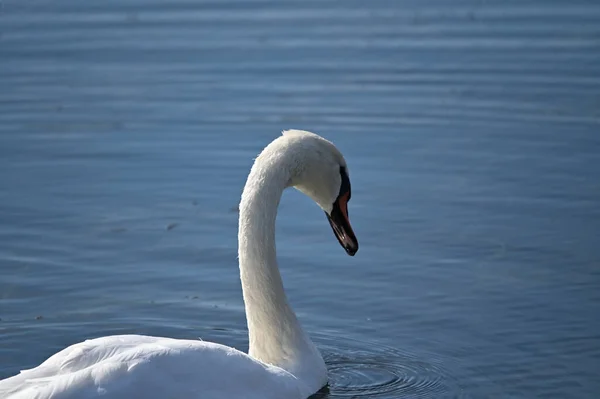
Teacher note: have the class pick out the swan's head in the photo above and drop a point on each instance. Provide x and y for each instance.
(321, 173)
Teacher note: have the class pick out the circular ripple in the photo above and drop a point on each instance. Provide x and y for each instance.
(367, 370)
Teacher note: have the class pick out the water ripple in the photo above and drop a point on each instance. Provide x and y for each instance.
(367, 369)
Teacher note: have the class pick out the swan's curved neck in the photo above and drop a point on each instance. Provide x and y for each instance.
(276, 336)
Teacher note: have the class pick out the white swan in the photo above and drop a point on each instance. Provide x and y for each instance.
(282, 363)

============================================================

**WHAT YOU WILL DO:**
Multiply every coordinate in the answers by 1.05 and round each result to a whole number, with halves rounded up. Then write out all the lines of the items again, including the requests, and leave out the pictures.

**WRITTEN SOLUTION:**
Teacher note: have the class pick out the swan's head in the photo above and drop a point on each instance. Provide x and y for each instance.
(337, 182)
Teacher note: have the class pick out the circular ripple in the photo above and drop a point on each instance. Provide x and y for each instance.
(385, 389)
Teacher note: have the class pick out the water ripple in the photo above and drop a point on each instance. Provide x and y for each instance.
(385, 387)
Teacher note: have the class pick out the swan's curved neck in the photo above and drop a point on each instance. Provide x and y for each instance.
(290, 353)
Teacher note: have the class pick out the white swan in the photo above and drop a point on each instance. Provide x and y for each instance.
(296, 381)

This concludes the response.